═══ Text for analysis ═══
Political Parties are Supposed to be Gatekeepers of Sanity. Republicans no longer Are.
I’m old enough to remember conservative icon William F. Buckley. Apparently, I’m apparently also old enough to use products like “Doan’s Pills” and “Ensure Vitality Booster”, on account of my vitality being unboosted. But that’s the subject of another article.
Buckley was the founder and chief editor of National Review, the leading conservative publication in the nation from the late fifties through at least the Reagan administration. He was also the host of the PBS conservative talk show called “Firing Line”, which I used to watch.
Some have said that it was odd for a teenager to watch a show like that, and intimated the only reason I did is because I couldn’t get a prom date. But that’s abjectly false! I watched Firing Line because we only got 4 channels on our TV back then, and it was either Firing Line or watching Merv Griffin interview Za Za Gabor for the millionth time. Plus…I couldn’t get a prom date.
Buckley, who for some reason hosted his show while reclining so far back in his chair as to be virtually vertical, was a staunch conservative. He supported loyalty oaths as a condition for employment, prayer in school, the death penalty, highly regressive tax policies. He opposed Medicare, Social Security and racial integration. He also aggressively supported and cared deeply about the Republican party. Nobody considered Buckley a squish, or a RINO (although that term had not yet come into fashion as describing insufficiently extreme Republicans, and was mostly confined to it’s traditional meanings; i.e. a large, armor-plated mammal or a type of plasty one gets on one’s nose).
═══ Record excerpts ═══
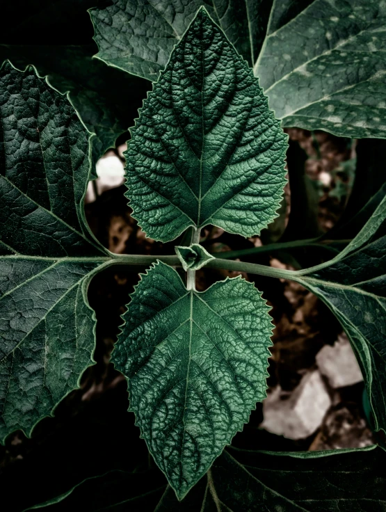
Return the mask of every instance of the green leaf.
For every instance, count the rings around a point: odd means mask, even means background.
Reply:
[[[77,386],[93,349],[88,274],[106,252],[83,201],[89,134],[33,68],[0,69],[0,438],[29,433]]]
[[[117,137],[126,131],[136,108],[149,88],[147,82],[93,59],[93,45],[0,45],[0,61],[10,59],[20,68],[33,63],[40,75],[70,98],[93,138],[96,161]],[[131,102],[125,100],[130,97]]]
[[[9,59],[19,69],[36,67],[40,76],[70,97],[93,138],[96,161],[127,130],[150,88],[93,58],[93,0],[13,0],[0,33],[0,64]],[[84,44],[86,43],[86,44]],[[130,102],[126,100],[126,95]]]
[[[130,410],[179,498],[266,396],[268,308],[241,278],[188,291],[155,265],[136,287],[113,352]]]
[[[214,224],[245,237],[275,218],[287,136],[245,61],[200,10],[144,102],[127,195],[147,236]]]
[[[379,0],[111,3],[90,12],[97,56],[112,65],[156,80],[204,6],[253,63],[283,126],[386,138],[386,6]]]
[[[296,274],[342,324],[363,373],[376,429],[386,430],[386,198],[341,253]]]
[[[147,482],[145,493],[142,487],[136,488],[132,473],[111,471],[84,481],[61,502],[56,501],[44,510],[65,511],[79,503],[84,504],[85,512],[118,512],[127,507],[154,512],[386,510],[386,454],[375,446],[286,454],[229,451],[215,461],[210,472],[181,502],[170,487],[159,489],[154,472],[141,475]]]
[[[385,24],[378,0],[314,0],[268,27],[255,73],[283,126],[386,138]]]
[[[272,0],[113,0],[89,11],[99,50],[95,56],[156,81],[174,46],[203,6],[252,65],[264,38],[271,4]]]
[[[214,256],[209,254],[205,248],[200,243],[192,243],[190,247],[176,246],[175,252],[184,270],[199,270],[202,269]]]

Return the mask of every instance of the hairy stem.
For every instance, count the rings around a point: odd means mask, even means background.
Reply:
[[[266,246],[260,246],[259,247],[252,247],[250,249],[241,249],[240,250],[227,250],[224,253],[213,253],[212,255],[216,256],[216,254],[221,256],[223,259],[232,259],[232,258],[238,258],[242,256],[249,256],[250,255],[254,254],[264,254],[266,253],[272,253],[275,250],[286,250],[287,249],[291,249],[294,248],[303,248],[303,247],[317,247],[319,249],[325,249],[334,254],[339,253],[339,250],[331,247],[328,245],[329,243],[333,244],[346,243],[348,243],[351,240],[326,240],[323,242],[318,242],[317,238],[310,238],[305,240],[295,240],[293,241],[289,242],[277,242],[275,243],[269,243]]]
[[[191,245],[192,243],[200,243],[200,234],[201,230],[194,230],[192,233],[192,239]],[[186,289],[195,290],[195,271],[188,270],[186,273]]]

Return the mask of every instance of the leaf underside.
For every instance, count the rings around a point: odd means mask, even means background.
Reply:
[[[194,13],[204,6],[253,65],[283,126],[386,138],[383,1],[111,3],[91,10],[97,56],[108,63],[156,80]]]
[[[181,498],[266,396],[268,307],[241,278],[188,291],[159,263],[143,276],[113,354],[130,410]]]
[[[252,71],[202,9],[131,131],[134,216],[162,241],[208,224],[259,234],[280,205],[286,141]]]
[[[89,134],[33,68],[0,70],[0,438],[29,433],[91,362]]]

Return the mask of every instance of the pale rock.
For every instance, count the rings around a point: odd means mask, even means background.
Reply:
[[[346,335],[339,336],[335,344],[325,345],[316,354],[316,364],[322,375],[336,389],[363,381],[362,372]]]
[[[314,370],[306,374],[290,394],[280,386],[268,394],[263,402],[261,426],[289,439],[304,439],[321,426],[330,405],[323,379]]]
[[[97,190],[102,194],[106,190],[120,186],[124,182],[123,163],[115,154],[102,157],[97,162]],[[87,188],[86,202],[93,202],[96,199],[93,183],[90,182]]]

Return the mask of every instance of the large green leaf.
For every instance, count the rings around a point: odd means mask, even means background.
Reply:
[[[296,275],[341,323],[364,377],[376,429],[386,430],[386,198],[341,253]]]
[[[71,101],[93,138],[94,161],[126,131],[148,83],[93,59],[93,45],[0,45],[0,61],[8,58],[20,68],[33,64],[40,75]],[[125,99],[130,96],[131,101]]]
[[[150,88],[147,81],[92,58],[96,45],[87,9],[97,3],[13,0],[0,33],[0,64],[9,59],[20,69],[33,65],[58,90],[70,91],[81,120],[96,134],[94,161],[131,125]]]
[[[163,263],[136,289],[113,361],[129,379],[142,435],[180,498],[266,396],[268,310],[241,278],[198,293]]]
[[[108,259],[83,200],[90,134],[30,67],[0,70],[0,438],[36,422],[90,365],[88,274]]]
[[[386,138],[385,24],[383,1],[314,0],[268,27],[255,72],[283,125]]]
[[[168,241],[207,224],[252,236],[274,218],[287,136],[204,9],[144,102],[131,136],[127,195],[151,238]]]
[[[156,79],[194,13],[204,6],[239,52],[253,63],[270,108],[283,126],[386,138],[383,1],[112,0],[110,4],[90,13],[97,56],[112,65]]]
[[[90,10],[99,47],[108,64],[157,79],[175,45],[205,7],[230,41],[252,65],[264,38],[273,0],[113,0]]]
[[[140,475],[138,488],[138,475],[111,471],[47,502],[47,509],[35,508],[60,512],[82,503],[85,512],[384,512],[385,462],[375,446],[288,454],[230,449],[181,502],[154,472]]]

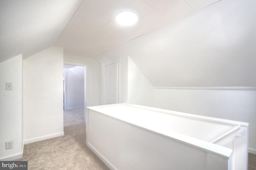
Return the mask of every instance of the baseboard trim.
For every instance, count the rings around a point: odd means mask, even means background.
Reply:
[[[255,150],[255,149],[250,149],[249,148],[249,149],[248,149],[248,152],[249,152],[249,153],[256,155],[256,150]]]
[[[155,89],[255,90],[255,87],[154,87]]]
[[[18,154],[17,155],[13,155],[3,158],[0,159],[1,161],[11,161],[18,159],[20,159],[23,157],[23,153]]]
[[[84,108],[84,106],[81,106],[81,107],[75,107],[75,108],[67,108],[66,109],[65,109],[65,110],[70,110],[70,109],[76,109],[76,108]]]
[[[24,144],[35,142],[36,142],[40,141],[41,140],[55,138],[56,137],[61,136],[64,136],[64,132],[62,132],[52,134],[50,135],[45,136],[44,136],[40,137],[39,138],[28,139],[27,140],[24,140]]]

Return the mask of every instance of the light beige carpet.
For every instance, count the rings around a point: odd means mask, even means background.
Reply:
[[[86,145],[83,108],[65,110],[64,116],[65,136],[25,145],[18,160],[28,161],[31,170],[109,170]],[[256,170],[256,155],[249,154],[248,162],[248,170]]]
[[[109,170],[86,145],[83,112],[65,110],[65,136],[25,145],[18,160],[28,161],[31,170]]]

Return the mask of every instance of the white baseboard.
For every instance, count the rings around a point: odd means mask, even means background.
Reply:
[[[36,142],[45,140],[46,139],[55,138],[56,137],[61,136],[63,135],[64,135],[64,132],[44,136],[40,137],[39,138],[34,138],[34,139],[28,139],[27,140],[24,140],[24,144],[30,144]]]
[[[84,108],[84,106],[80,106],[80,107],[76,107],[75,108],[67,108],[66,109],[65,109],[65,110],[70,110],[70,109],[76,109],[76,108]]]
[[[256,150],[253,149],[250,149],[250,148],[248,149],[248,152],[249,153],[250,153],[251,154],[255,154],[256,155]]]
[[[23,157],[23,153],[21,154],[18,154],[15,155],[13,155],[11,156],[9,156],[6,158],[4,158],[0,159],[1,161],[10,161],[14,160],[15,160],[18,159],[20,159]]]

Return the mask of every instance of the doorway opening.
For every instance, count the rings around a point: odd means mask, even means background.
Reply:
[[[64,64],[63,109],[86,110],[86,66]]]

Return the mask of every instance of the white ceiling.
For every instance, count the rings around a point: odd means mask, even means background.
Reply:
[[[52,45],[94,58],[219,1],[0,1],[0,62],[21,54],[27,57]],[[116,22],[116,14],[125,10],[138,15],[134,25]]]
[[[94,58],[220,0],[84,0],[55,45]],[[116,15],[123,10],[137,14],[134,25],[116,23]]]
[[[54,45],[81,2],[0,0],[0,62]]]

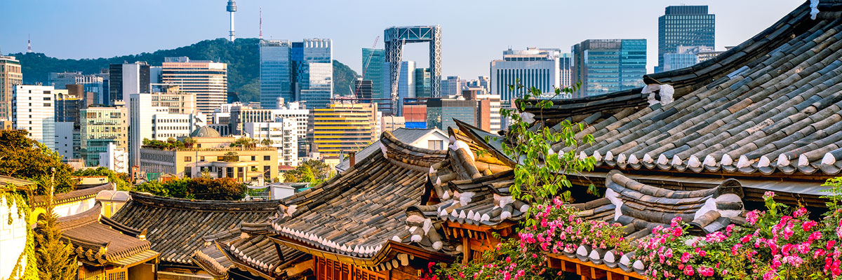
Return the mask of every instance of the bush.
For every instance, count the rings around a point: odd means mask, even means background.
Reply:
[[[135,187],[135,191],[162,197],[202,200],[240,200],[246,197],[248,188],[232,178],[182,178],[160,182],[147,182]]]

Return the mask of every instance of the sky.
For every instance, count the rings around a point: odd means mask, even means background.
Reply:
[[[227,0],[3,0],[0,53],[32,49],[58,58],[98,58],[173,49],[227,38]],[[716,48],[737,45],[803,3],[797,0],[367,1],[237,0],[237,37],[329,38],[333,58],[361,71],[361,48],[391,26],[441,25],[443,76],[488,76],[509,47],[570,47],[589,39],[646,39],[647,68],[658,63],[658,17],[670,5],[708,5]],[[11,13],[9,13],[11,12]],[[427,44],[404,60],[429,66]],[[159,64],[161,61],[150,61]]]

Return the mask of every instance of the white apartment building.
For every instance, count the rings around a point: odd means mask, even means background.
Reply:
[[[488,114],[490,119],[490,131],[496,135],[502,128],[500,124],[500,96],[497,94],[477,94],[477,100],[488,99],[491,111]]]
[[[129,162],[140,165],[141,146],[144,139],[166,140],[168,138],[186,137],[190,132],[205,125],[201,114],[172,114],[170,107],[152,106],[153,94],[135,93],[129,98]]]
[[[61,161],[73,158],[73,122],[56,122],[56,151],[61,155]]]
[[[246,123],[243,131],[252,139],[272,140],[272,146],[278,149],[278,165],[298,166],[298,134],[296,121],[279,119],[274,122]],[[262,145],[263,144],[260,144]]]
[[[109,143],[105,152],[99,153],[99,166],[116,172],[128,173],[129,153],[125,149],[117,148],[114,143]]]
[[[63,91],[67,94],[67,90]],[[12,127],[56,150],[56,93],[52,86],[15,86],[12,91]]]
[[[501,100],[509,103],[521,97],[517,89],[510,91],[509,85],[517,80],[526,87],[535,87],[543,92],[554,92],[559,87],[559,54],[557,49],[538,49],[503,52],[502,60],[491,61],[491,94],[499,95]]]

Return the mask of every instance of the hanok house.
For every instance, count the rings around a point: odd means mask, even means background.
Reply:
[[[450,134],[434,151],[384,132],[379,151],[283,200],[276,219],[217,235],[227,260],[200,256],[266,279],[415,279],[430,262],[467,262],[498,242],[493,233],[512,234],[529,205],[508,193],[510,167]]]
[[[637,239],[674,217],[709,233],[744,222],[762,195],[823,212],[820,185],[842,170],[842,2],[807,2],[714,59],[643,77],[642,88],[529,104],[535,129],[584,124],[593,145],[576,151],[596,168],[572,176],[582,215],[626,225]],[[502,155],[505,138],[484,140]],[[552,143],[556,151],[569,151]],[[507,159],[501,156],[501,159]],[[516,159],[507,159],[516,164]],[[605,197],[580,191],[605,187]],[[584,279],[643,278],[642,263],[589,248],[553,255],[551,267]]]
[[[101,212],[97,202],[85,212],[58,219],[61,237],[70,241],[80,263],[78,278],[155,279],[159,253],[150,249],[147,231],[101,216]]]
[[[158,279],[254,278],[239,270],[217,248],[217,243],[246,238],[242,225],[266,223],[278,216],[278,200],[212,201],[163,198],[130,193],[131,200],[111,218],[126,226],[145,229],[150,248],[161,253]],[[276,260],[275,246],[259,243]],[[291,251],[285,256],[295,256]],[[280,262],[280,261],[279,261]],[[275,267],[273,267],[275,268]]]

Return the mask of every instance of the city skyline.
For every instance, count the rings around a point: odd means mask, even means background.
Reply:
[[[33,50],[46,55],[58,58],[98,58],[152,52],[188,45],[203,40],[226,38],[228,17],[226,1],[198,2],[141,2],[110,3],[105,1],[55,2],[43,4],[38,8],[28,2],[13,1],[7,3],[11,10],[19,10],[0,19],[8,26],[21,26],[3,31],[0,36],[0,52],[3,54],[26,51],[26,41],[31,36]],[[237,2],[237,38],[257,38],[258,13],[263,8],[264,38],[272,40],[298,40],[302,38],[329,38],[335,44],[334,59],[349,65],[358,74],[361,70],[360,50],[369,48],[375,38],[382,35],[383,29],[391,26],[440,24],[442,26],[442,76],[488,76],[488,63],[511,46],[525,49],[527,46],[558,48],[569,51],[578,42],[589,39],[647,39],[658,40],[658,17],[669,5],[709,5],[710,13],[717,14],[717,50],[724,46],[735,45],[754,36],[768,27],[802,2],[791,1],[746,1],[717,3],[713,1],[655,1],[646,3],[628,4],[619,1],[600,3],[550,3],[532,2],[530,6],[545,7],[530,8],[525,15],[528,20],[519,20],[520,15],[510,9],[497,8],[505,6],[502,2],[447,3],[450,8],[440,8],[445,3],[405,3],[406,10],[413,13],[398,13],[378,16],[387,13],[386,2],[331,3],[332,8],[324,9],[323,3],[272,3],[269,1]],[[763,13],[756,11],[759,4]],[[608,8],[605,8],[608,7]],[[306,13],[287,13],[290,10],[313,10],[319,8],[319,17],[307,16]],[[570,13],[559,16],[559,10],[595,11],[594,13]],[[148,18],[123,20],[125,13],[148,14]],[[68,13],[96,13],[100,16],[71,17]],[[605,18],[626,18],[623,29],[617,29],[610,21],[594,21],[588,17],[600,14]],[[763,14],[755,15],[755,14]],[[34,17],[44,20],[29,21]],[[567,17],[568,19],[562,18]],[[53,19],[55,18],[55,19]],[[68,19],[70,18],[70,19]],[[143,20],[162,18],[162,20]],[[353,20],[349,20],[353,19]],[[504,19],[504,20],[503,20]],[[80,27],[93,26],[99,29],[98,36],[103,40],[83,39],[75,33],[66,32],[55,27],[61,24]],[[123,24],[102,24],[104,22],[119,22]],[[574,29],[575,23],[588,23],[586,29]],[[25,24],[21,24],[25,23]],[[535,26],[555,24],[558,29],[535,29]],[[732,28],[739,26],[740,28]],[[160,30],[169,30],[162,33]],[[553,33],[553,30],[559,30]],[[504,34],[504,35],[500,35]],[[156,40],[149,40],[156,38]],[[383,47],[382,40],[377,44]],[[477,44],[481,40],[482,44]],[[166,43],[162,43],[166,42]],[[652,72],[658,64],[658,46],[649,44],[647,50],[647,69]],[[408,45],[404,59],[418,62],[418,67],[428,67],[427,47]]]

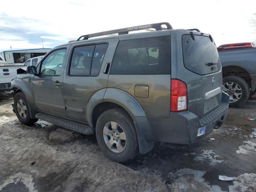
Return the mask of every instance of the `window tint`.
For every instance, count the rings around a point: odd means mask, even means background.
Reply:
[[[90,75],[92,58],[94,49],[94,45],[75,48],[70,64],[70,75]]]
[[[169,36],[144,38],[119,42],[111,74],[170,74]]]
[[[41,67],[42,75],[60,75],[63,63],[66,49],[51,53],[43,61]]]
[[[75,48],[69,74],[78,76],[98,75],[107,46],[107,44],[100,44]]]
[[[107,44],[96,45],[92,59],[91,75],[97,76],[99,74],[107,47]]]
[[[30,65],[30,60],[28,60],[24,64],[24,65],[27,65],[28,66],[29,65]]]
[[[193,40],[190,35],[182,36],[185,67],[200,75],[209,74],[220,70],[221,65],[214,41],[212,42],[206,36],[195,35],[194,37],[195,40]],[[215,64],[211,66],[210,63]]]
[[[36,66],[36,64],[37,64],[37,61],[38,60],[38,59],[34,59],[32,60],[32,65],[34,65]]]

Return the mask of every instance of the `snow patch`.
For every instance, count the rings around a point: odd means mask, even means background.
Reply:
[[[224,192],[218,185],[210,185],[205,181],[203,176],[205,171],[184,168],[177,170],[175,173],[170,172],[168,176],[174,181],[167,186],[171,191],[198,192],[210,191]]]
[[[211,161],[211,165],[214,166],[217,163],[221,163],[223,160],[217,160],[217,158],[221,158],[213,152],[212,150],[203,150],[203,153],[194,158],[196,161],[204,161],[209,160]]]
[[[256,143],[251,141],[244,141],[243,142],[247,144],[239,146],[239,150],[236,151],[236,153],[246,154],[256,153]]]
[[[230,192],[255,191],[256,174],[246,173],[234,178],[236,180],[233,182],[233,185],[228,186]]]
[[[19,182],[22,182],[28,189],[29,192],[38,192],[37,190],[35,189],[34,186],[34,184],[32,182],[32,180],[33,178],[31,175],[18,173],[9,177],[4,181],[4,183],[0,185],[0,191],[8,184],[10,183],[17,184]]]
[[[11,119],[8,118],[5,116],[0,117],[0,125],[7,123]]]
[[[256,128],[253,128],[252,129],[254,130],[252,133],[251,133],[250,135],[249,135],[249,137],[251,138],[253,138],[254,137],[256,137]]]

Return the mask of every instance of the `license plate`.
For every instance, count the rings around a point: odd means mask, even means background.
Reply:
[[[198,130],[197,132],[197,136],[199,137],[201,135],[203,135],[205,133],[205,126],[198,129]]]

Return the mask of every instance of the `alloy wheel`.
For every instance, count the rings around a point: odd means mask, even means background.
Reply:
[[[103,128],[103,138],[108,148],[115,153],[122,152],[126,145],[126,136],[122,127],[117,123],[107,123]]]
[[[17,108],[20,117],[25,119],[27,117],[27,107],[25,102],[21,99],[19,99],[17,102]]]
[[[234,82],[227,82],[222,85],[222,89],[223,91],[229,95],[230,103],[236,102],[242,97],[242,88]]]

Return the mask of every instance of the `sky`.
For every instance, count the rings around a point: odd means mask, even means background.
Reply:
[[[256,42],[255,0],[12,0],[0,4],[0,52],[53,48],[80,36],[159,22],[197,28],[217,46]]]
═══
» **Tasks to perform**:
1. Retype the stretch from "Political Parties are" through "of another article." in the essay on William F. Buckley and the Republican party.
2. In the essay on William F. Buckley and the Republican party, what was the name of the PBS talk show that Buckley hosted?
3. Write what follows the last sentence of the essay on William F. Buckley and the Republican party.

» **Per-task answers**:
1.
Political Parties are Supposed to be Gatekeepers of Sanity. Republicans no longer Are.
I’m old enough to remember conservative icon William F. Buckley. Apparently, I’m apparently also old enough to use products like “Doan’s Pills” and “Ensure Vitality Booster”, on account of my vitality being unboosted. But that’s the subject of another article.

2. Firing Line

3.
As far to the right as Buckley was, he did have something that the modern Republican Party does not have; limits. In the early 60s, an extremist fringe, right-wing group known as the John Birch Society was gaining prominence in certain circles. They took traditional conservative positions and then goosed them with a healthy smattering of crazy conspiracy theories. For example, they believed President Eisenhower was a Communist. In fact they believed everyone was a Communist. As we’ve established, I didn’t have a prom date, but if I did, the John Birch Society would have thought she was a Communist.